WORK TASK.
Every record below, from the first line to the last, is to be set down again exactly.

:: MATERIAL PROVIDED

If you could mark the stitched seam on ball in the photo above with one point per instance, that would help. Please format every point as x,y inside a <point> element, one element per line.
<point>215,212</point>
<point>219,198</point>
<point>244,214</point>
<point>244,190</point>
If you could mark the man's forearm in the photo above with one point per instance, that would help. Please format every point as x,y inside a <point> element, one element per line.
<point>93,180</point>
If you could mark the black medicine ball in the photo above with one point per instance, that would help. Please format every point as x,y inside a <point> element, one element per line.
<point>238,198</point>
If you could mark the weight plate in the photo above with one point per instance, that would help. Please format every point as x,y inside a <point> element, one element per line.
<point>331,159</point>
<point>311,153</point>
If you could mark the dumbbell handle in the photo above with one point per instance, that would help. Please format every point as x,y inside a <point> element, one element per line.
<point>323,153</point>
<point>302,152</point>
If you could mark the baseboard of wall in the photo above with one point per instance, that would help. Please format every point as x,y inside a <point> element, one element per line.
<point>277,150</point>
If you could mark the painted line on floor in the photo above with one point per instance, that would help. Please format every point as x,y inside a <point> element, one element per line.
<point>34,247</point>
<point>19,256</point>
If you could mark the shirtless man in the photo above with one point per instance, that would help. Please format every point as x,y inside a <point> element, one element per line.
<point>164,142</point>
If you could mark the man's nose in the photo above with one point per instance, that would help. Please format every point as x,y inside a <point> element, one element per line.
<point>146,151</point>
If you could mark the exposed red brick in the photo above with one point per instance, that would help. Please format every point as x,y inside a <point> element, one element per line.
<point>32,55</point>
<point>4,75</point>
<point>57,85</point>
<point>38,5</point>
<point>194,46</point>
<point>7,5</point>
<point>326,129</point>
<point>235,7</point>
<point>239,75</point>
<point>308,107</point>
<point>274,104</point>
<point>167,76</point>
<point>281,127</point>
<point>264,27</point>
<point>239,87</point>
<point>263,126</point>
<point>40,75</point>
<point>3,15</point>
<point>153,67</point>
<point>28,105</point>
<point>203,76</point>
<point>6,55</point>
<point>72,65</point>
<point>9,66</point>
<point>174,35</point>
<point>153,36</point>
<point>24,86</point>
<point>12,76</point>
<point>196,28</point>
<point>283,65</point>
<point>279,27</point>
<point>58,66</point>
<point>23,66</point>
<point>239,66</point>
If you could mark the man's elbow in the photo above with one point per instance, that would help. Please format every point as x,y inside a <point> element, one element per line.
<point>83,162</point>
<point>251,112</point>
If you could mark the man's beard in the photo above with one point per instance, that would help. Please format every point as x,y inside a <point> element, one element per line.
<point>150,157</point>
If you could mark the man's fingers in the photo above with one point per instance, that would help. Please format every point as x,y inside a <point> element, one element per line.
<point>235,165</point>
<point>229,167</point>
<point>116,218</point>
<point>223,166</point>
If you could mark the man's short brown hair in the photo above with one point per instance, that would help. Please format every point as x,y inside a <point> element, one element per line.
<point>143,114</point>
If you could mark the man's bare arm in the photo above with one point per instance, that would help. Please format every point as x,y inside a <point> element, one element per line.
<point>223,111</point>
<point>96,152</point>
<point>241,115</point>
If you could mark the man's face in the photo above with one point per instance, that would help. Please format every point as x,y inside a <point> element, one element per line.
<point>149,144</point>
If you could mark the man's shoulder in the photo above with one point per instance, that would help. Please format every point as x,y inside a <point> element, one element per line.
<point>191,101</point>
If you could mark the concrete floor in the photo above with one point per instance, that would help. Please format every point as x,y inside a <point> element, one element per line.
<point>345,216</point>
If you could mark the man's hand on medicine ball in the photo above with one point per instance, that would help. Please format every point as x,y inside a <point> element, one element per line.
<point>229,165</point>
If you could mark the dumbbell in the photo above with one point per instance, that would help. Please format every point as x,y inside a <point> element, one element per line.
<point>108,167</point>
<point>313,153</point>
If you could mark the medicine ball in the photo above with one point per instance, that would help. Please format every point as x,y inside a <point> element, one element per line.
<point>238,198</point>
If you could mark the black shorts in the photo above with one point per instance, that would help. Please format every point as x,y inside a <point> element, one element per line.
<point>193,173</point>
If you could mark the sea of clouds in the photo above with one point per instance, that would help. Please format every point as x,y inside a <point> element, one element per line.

::::

EXERCISE RESPONSE.
If you could mark the stitched seam on ball in the photo above with one point per instance, that would help. Please format every point as x,y inside a <point> element, one element per line.
<point>215,212</point>
<point>219,198</point>
<point>244,214</point>
<point>244,190</point>
If you could mark the man's forearm in the photo above with one point per instance, that would help. Please format every point as x,y inside a <point> element, one element per line.
<point>93,180</point>
If you could mark the black medicine ball in the photo above with one point per instance, that would help. Please format every point as x,y inside a <point> element, one element per line.
<point>238,198</point>
If you could mark the weight plate in the photo above with one point per instance, that would help. Please format every point as x,y inside a <point> element, one element per line.
<point>331,159</point>
<point>311,153</point>
If you could mark the dumbbell handle in the photo above with one point per instance, that would help. Please format every point as x,y inside a <point> element, one element per line.
<point>323,153</point>
<point>302,152</point>
If you could mark the baseboard of wall in the photo above with one point per instance, that would help. Please format every point as x,y inside a <point> element, one element per line.
<point>277,150</point>
If you could mark the painted line on floor in the photo above with one point per instance, that would help. Please format every point as x,y inside a <point> element, one element per line.
<point>34,247</point>
<point>19,256</point>
If you could mark the shirtless man in the photo above with one point per instance, that would help. Please format every point as x,y inside a <point> element, one element per line.
<point>164,142</point>
If you could mark the man's nose in the photo above with one point per instance, that would help. Please format every point as x,y inside a <point> element, one element per line.
<point>146,151</point>
If you could mark the exposed red brick in the photo above with one point per instance, that would help. Please format every point as x,y inside a <point> element, one element per line.
<point>32,55</point>
<point>4,75</point>
<point>57,85</point>
<point>38,5</point>
<point>194,46</point>
<point>7,5</point>
<point>326,129</point>
<point>235,7</point>
<point>239,75</point>
<point>308,107</point>
<point>274,104</point>
<point>167,76</point>
<point>281,127</point>
<point>264,27</point>
<point>239,87</point>
<point>263,126</point>
<point>40,75</point>
<point>3,15</point>
<point>153,67</point>
<point>28,105</point>
<point>203,76</point>
<point>6,55</point>
<point>72,65</point>
<point>9,66</point>
<point>174,35</point>
<point>153,36</point>
<point>24,86</point>
<point>12,76</point>
<point>196,28</point>
<point>283,65</point>
<point>279,27</point>
<point>58,66</point>
<point>23,66</point>
<point>239,66</point>
If you could mark the man's elbow in the photo above with one point per instance, that would help. Please format every point as x,y inside a <point> element, one element per line.
<point>83,162</point>
<point>251,112</point>
If you could mark the man's beard in the photo above with one point per instance, that would help. Please format every point as x,y inside a <point> element, one element per line.
<point>150,157</point>
If you could mark the man's fingers in the photo above with one point per instance, that would help. Please format every point as x,y inside a <point> element, one element per line.
<point>235,165</point>
<point>229,167</point>
<point>116,218</point>
<point>223,166</point>
If you could mark the man's short brown hair in the photo above with one point per instance, that would help. Please format every point as x,y inside a <point> element, one element per line.
<point>143,114</point>
If you could mark the man's bare arm in the photo above with one point per instance, that would help. Please format every point as x,y inside a <point> element, one element per line.
<point>223,111</point>
<point>96,152</point>
<point>241,115</point>
If you could mark the man's face in the photo above with one point per instance, that would help. Please format every point as x,y inside a <point> element, one element per line.
<point>149,144</point>
If you could mark the man's shoulder in the photo above with one point per instance, that would help. Please format every point as x,y inside a <point> element, one element per line.
<point>191,101</point>
If you could mark the concrete floor in the photo above with one point per instance, that would help. Please format every point as x,y inside a <point> element, one element per line.
<point>345,216</point>
If you could mark the man's hand on medicine ball in the photo above with one point per instance, that would help. Please format every point as x,y inside a <point> element, one element per line.
<point>229,165</point>
If you could mark the dumbbell in the photo above with one point per instance, that would help. Please format every point as x,y inside a <point> element, one element per line.
<point>108,167</point>
<point>313,153</point>
If you could mark the medicine ball in the photo above with one point per instance, that would help. Please format every point as x,y inside a <point> element, one element per line.
<point>238,198</point>
If you could mark the black shorts in the photo above with one point per instance, that would help. Please format every point as x,y inside a <point> element, one element per line.
<point>193,173</point>
If you could mark the sea of clouds in the photo above with one point per instance, that would help. Please format every point as x,y inside a <point> element, one element per line.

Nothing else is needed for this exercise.